╭─ DATA EXCERPTS

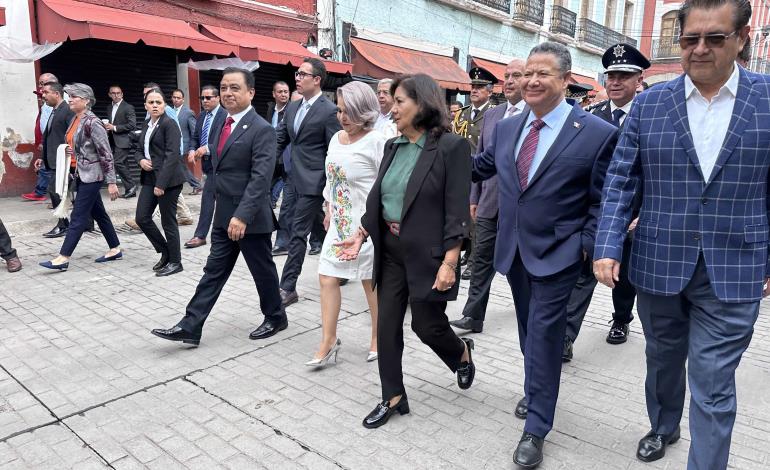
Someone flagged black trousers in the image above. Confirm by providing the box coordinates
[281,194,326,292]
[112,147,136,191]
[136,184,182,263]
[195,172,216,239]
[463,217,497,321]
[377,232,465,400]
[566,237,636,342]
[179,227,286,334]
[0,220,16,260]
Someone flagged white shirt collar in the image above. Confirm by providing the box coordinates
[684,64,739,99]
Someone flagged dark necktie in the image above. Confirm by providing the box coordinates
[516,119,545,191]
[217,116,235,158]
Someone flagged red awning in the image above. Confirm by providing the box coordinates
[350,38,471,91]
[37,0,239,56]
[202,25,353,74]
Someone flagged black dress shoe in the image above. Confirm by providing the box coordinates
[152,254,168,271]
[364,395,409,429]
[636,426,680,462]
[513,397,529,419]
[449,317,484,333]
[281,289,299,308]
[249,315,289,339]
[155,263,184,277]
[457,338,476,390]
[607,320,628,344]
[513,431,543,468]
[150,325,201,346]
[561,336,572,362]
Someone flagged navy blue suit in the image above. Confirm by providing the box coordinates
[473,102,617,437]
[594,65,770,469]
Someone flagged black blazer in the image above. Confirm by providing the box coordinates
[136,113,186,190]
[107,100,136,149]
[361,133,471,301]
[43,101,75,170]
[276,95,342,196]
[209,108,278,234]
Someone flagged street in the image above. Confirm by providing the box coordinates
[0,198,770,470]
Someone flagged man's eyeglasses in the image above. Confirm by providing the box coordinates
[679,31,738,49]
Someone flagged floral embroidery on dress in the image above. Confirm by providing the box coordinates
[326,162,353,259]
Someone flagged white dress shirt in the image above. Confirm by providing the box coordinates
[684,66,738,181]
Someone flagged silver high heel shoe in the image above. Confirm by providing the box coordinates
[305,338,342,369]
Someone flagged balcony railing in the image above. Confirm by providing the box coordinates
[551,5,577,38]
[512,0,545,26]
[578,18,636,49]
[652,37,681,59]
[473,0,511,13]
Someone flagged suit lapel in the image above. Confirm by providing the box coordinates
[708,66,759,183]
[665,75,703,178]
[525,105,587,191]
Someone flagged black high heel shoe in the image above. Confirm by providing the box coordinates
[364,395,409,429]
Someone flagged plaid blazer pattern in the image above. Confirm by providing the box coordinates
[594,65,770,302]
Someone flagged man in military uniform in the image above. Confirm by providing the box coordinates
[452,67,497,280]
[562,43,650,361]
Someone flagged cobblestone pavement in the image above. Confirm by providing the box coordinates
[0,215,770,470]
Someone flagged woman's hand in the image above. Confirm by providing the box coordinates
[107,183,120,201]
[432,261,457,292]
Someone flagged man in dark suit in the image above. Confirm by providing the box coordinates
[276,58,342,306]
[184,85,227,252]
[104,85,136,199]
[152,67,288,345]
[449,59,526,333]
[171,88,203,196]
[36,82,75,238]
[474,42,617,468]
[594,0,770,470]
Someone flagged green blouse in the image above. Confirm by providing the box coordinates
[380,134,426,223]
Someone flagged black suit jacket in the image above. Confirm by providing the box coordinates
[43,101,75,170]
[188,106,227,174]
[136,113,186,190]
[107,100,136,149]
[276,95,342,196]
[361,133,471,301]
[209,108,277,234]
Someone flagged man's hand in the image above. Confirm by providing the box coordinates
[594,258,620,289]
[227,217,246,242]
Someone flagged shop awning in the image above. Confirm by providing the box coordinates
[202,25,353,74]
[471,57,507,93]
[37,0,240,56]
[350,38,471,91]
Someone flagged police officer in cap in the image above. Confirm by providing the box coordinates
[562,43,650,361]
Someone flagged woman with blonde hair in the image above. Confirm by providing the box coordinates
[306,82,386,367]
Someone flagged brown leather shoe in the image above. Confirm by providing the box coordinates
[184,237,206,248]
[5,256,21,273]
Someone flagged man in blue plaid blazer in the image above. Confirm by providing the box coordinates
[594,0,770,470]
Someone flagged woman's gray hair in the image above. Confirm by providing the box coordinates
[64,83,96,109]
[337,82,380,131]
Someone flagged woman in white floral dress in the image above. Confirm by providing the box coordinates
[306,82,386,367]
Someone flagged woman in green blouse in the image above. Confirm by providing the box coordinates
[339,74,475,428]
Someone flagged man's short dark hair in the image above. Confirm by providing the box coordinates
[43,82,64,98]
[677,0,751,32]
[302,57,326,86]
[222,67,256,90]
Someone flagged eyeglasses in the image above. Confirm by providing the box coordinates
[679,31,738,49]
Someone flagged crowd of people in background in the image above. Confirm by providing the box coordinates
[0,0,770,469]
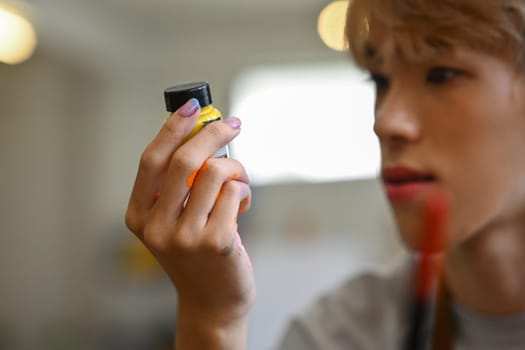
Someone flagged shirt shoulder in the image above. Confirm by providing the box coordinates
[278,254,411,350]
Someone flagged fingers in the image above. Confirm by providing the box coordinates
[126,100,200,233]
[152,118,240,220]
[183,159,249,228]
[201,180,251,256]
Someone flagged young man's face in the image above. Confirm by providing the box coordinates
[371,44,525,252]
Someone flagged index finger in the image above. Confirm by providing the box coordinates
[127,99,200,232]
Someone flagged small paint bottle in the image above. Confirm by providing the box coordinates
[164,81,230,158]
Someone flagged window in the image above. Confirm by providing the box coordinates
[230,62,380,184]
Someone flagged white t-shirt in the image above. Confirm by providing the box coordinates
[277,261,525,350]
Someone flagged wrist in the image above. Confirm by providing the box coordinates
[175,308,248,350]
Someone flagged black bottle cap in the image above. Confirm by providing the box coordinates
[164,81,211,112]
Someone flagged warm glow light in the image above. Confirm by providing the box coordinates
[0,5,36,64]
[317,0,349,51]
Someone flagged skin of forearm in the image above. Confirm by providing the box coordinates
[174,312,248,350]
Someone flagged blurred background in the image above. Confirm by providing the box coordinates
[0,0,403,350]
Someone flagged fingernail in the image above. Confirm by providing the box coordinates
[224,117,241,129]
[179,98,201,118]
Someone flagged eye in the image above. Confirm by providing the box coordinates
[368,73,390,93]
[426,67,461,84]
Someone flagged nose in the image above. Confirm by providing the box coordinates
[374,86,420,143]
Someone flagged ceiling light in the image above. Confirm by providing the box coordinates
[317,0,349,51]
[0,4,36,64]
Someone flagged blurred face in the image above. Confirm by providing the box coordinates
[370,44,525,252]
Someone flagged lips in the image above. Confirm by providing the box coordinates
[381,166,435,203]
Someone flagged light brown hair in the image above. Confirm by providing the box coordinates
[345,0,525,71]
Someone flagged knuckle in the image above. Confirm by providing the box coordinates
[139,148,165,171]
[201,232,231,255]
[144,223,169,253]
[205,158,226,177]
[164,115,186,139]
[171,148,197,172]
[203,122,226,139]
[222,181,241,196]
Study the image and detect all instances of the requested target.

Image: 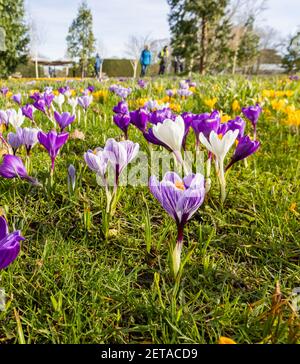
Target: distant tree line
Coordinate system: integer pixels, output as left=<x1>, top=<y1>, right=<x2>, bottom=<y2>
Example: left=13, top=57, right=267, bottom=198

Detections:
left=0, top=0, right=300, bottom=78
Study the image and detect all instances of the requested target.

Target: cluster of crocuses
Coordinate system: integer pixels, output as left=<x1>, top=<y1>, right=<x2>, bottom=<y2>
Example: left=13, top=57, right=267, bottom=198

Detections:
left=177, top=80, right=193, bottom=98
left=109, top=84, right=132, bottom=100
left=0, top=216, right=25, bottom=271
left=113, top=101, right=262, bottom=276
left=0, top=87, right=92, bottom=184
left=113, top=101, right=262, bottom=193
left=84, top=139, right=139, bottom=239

╰─

Reproduce all of the rows above verbatim, omitting the pictures.

● FINISHED EXERCISE
Someone flagged black trousers in the image above. Confirm by providing the box coordinates
[281,194,326,292]
[112,147,136,191]
[136,184,182,263]
[195,172,216,239]
[463,217,497,321]
[377,232,465,400]
[566,237,636,342]
[179,227,286,334]
[0,220,16,260]
Someone flagged white shirt collar in the image above. Confirm by providing the box coordinates
[684,64,739,99]
Someone flagged dark necktie in the image above. Confirm by providing the box coordinates
[516,119,545,191]
[217,116,235,158]
Someone flagged red awning in the image above. Confirm by providing the box coordinates
[350,38,471,91]
[37,0,239,56]
[202,25,353,74]
Someone flagged black dress shoe in the image above. Confirm by providing the box coordinates
[152,254,168,271]
[364,395,409,429]
[636,426,680,462]
[513,397,529,419]
[449,317,484,333]
[281,289,299,308]
[249,315,289,339]
[155,263,184,277]
[457,338,476,390]
[607,320,628,344]
[513,431,543,468]
[150,325,201,346]
[561,336,572,362]
Someone flagged navy blue suit in the image above. Confirm by providing the box coordinates
[473,102,617,437]
[594,65,770,469]
Someone flagged black blazer in the image above. Confirm by providing the box coordinates
[136,113,186,190]
[107,100,136,149]
[361,133,471,301]
[43,101,75,170]
[276,95,342,196]
[209,108,278,234]
Someone flagged street in the image above. Confirm by providing the box coordinates
[0,198,770,470]
Someone flagged man's eyeglasses in the image above. Confirm by providing the box coordinates
[679,31,738,49]
Someone flagged floral embroidery on dress in the image above. Confirm by providing the box coordinates
[326,162,353,259]
Someone flagged white dress shirt in the image above. Confirm by providing the box coordinates
[684,66,738,181]
Someone flagged silver high heel shoe in the image above. Confirm by providing the box coordinates
[305,338,342,369]
Someone flagged balcony railing in the image above. Confirm by providing the box coordinates
[551,5,577,38]
[512,0,545,26]
[578,18,636,49]
[652,37,681,59]
[473,0,511,13]
Someone flagged suit lapel in the image above. Confirm by providing the box coordinates
[708,66,759,183]
[665,75,703,178]
[525,105,587,191]
Someone flagged black high heel shoe in the image above. Confirm by providing the box coordinates
[364,395,409,429]
Someone flagged plaid blazer pattern in the image above. Confirm by providing the box coordinates
[594,65,770,302]
Someone flagged man in military uniform in the image above. Confirm by providing the box coordinates
[452,67,497,280]
[562,43,650,361]
Someone flagged cobblestone pavement in the image above. Confirm by providing the box coordinates
[0,215,770,470]
Someone flagged woman's hand in the image above. Confirm by providing the box coordinates
[107,183,120,201]
[432,261,457,292]
Someone flagged man in dark suit in the image above. Confirm by providing the box coordinates
[276,58,342,306]
[184,85,227,252]
[104,85,136,199]
[152,67,288,345]
[449,59,526,333]
[171,88,203,196]
[36,82,75,238]
[474,42,617,468]
[594,0,770,470]
Someone flagged green blouse in the image above. Confirm by providing the box coordinates
[380,134,426,223]
Someone flagged black suit jacket in the image above. Confirm by providing the box coordinates
[43,101,75,170]
[188,106,227,174]
[136,113,186,190]
[107,100,136,149]
[276,95,342,196]
[361,133,471,301]
[209,108,277,234]
Someone flagged man's hand in the image above. Confirm by providing the box coordinates
[594,258,620,289]
[227,217,246,242]
Someone flagged shop awning in the image above. Confirm by providing the box coordinates
[202,25,353,74]
[471,57,507,93]
[37,0,240,56]
[350,38,471,91]
Someone flagged police officer in cap in the image above. Confirm by providing the box coordinates
[562,43,650,361]
Someone flagged woman with blonde hair in the image above. Confirm by providing the box coordinates
[306,82,386,367]
Someone flagged brown leather shoe in the image above. Confirm by providing the box coordinates
[184,237,206,248]
[5,256,21,273]
Someone flagged man in blue plaid blazer in the image above. Confirm by providing the box coordinates
[594,0,770,470]
Someone flagged woman's gray hair in the image above. Confirm by providing the box coordinates
[64,83,96,109]
[337,82,380,131]
Someone flagged woman in white floral dress in the image above. Confirm by providing the box coordinates
[306,82,386,367]
Someone flagged woman in green blouse in the image above. Confirm by providing the box coordinates
[339,74,475,428]
Someone flagged man's short dark hair in the image above. Confirm by providing the box coordinates
[43,82,64,98]
[677,0,751,32]
[302,57,326,86]
[222,67,256,90]
Someone flagged eyeglasses in the image above. Confirm by providing the box coordinates
[679,31,738,49]
Someone flagged crowd of people in background in the image above. Confirm by providing the box coordinates
[0,0,770,469]
Someone flagged shirt shoulder in the image above. Confirm by providing the box coordinates
[278,254,411,350]
Someone flagged fingers in the image above. Confirm by providing the box coordinates
[126,100,200,233]
[152,118,240,220]
[183,159,249,228]
[201,180,251,256]
Someone flagged young man's face in the image above. Confirm by providing the box coordinates
[371,44,525,252]
Someone flagged index finger in the image above. Confirm by providing the box coordinates
[127,99,200,232]
Someone flagged small paint bottle in the image above. Confirm by providing the box coordinates
[164,81,230,158]
Someone flagged window in the image above. Confirm by providing the box coordinates
[230,62,380,184]
Someone flagged white t-shirt in the image above. Confirm by providing the box coordinates
[277,261,525,350]
Someone flagged wrist in the image above. Confirm by providing the box coordinates
[175,308,248,350]
Someone flagged black bottle cap in the image above. Confirm by providing the box coordinates
[164,81,211,112]
Someone flagged warm glow light in the image above. Confirm by providing the box coordinates
[0,5,36,64]
[317,0,349,51]
Someone flagged skin of forearm in the image above. Confirm by providing the box coordinates
[174,312,248,350]
Someone flagged blurred background in the image above. Confirm by providing the box coordinates
[0,0,403,350]
Someone flagged fingernail in the image above. Confirm by providing the box coordinates
[224,117,241,129]
[179,98,201,118]
Someone flagged eye in the image above. Confirm by providing the box coordinates
[368,73,390,93]
[426,67,461,84]
Someone flagged nose in the image above. Confirm by providing the box coordinates
[374,86,420,143]
Someone flagged ceiling light in the image above. Confirm by providing the box coordinates
[317,0,349,51]
[0,4,36,64]
Someone flagged blurred face in the image above. Confirm by providing the box coordinates
[370,44,525,252]
Someone flagged lips in the image above. Confirm by providing the box coordinates
[381,166,435,203]
Someone flagged light brown hair in the image above. Confirm by providing the box coordinates
[345,0,525,71]
Someone flagged knuckle in the image above. Confirm by providing the box coordinates
[139,148,165,171]
[201,232,231,255]
[144,223,169,253]
[205,158,226,177]
[164,115,186,139]
[171,148,197,172]
[203,122,226,139]
[222,181,241,196]
Study the image and detect all instances of the requested target.

Image: 
Target: distant tree line
Coordinate system: integer pixels, output as left=<x1>, top=<y1>, right=<x2>, bottom=<y2>
Example: left=13, top=57, right=267, bottom=198

Detections:
left=0, top=0, right=300, bottom=78
Study the image and detect all instances of the requested target.

Target: cluster of crocuses
Coordinate system: integer pixels, output as left=<x1>, top=<y1>, right=<x2>, bottom=<y2>
Example: left=13, top=57, right=267, bottom=198

Detections:
left=177, top=80, right=193, bottom=98
left=109, top=84, right=132, bottom=100
left=0, top=216, right=25, bottom=271
left=113, top=101, right=262, bottom=276
left=0, top=87, right=92, bottom=184
left=113, top=101, right=262, bottom=193
left=84, top=139, right=139, bottom=239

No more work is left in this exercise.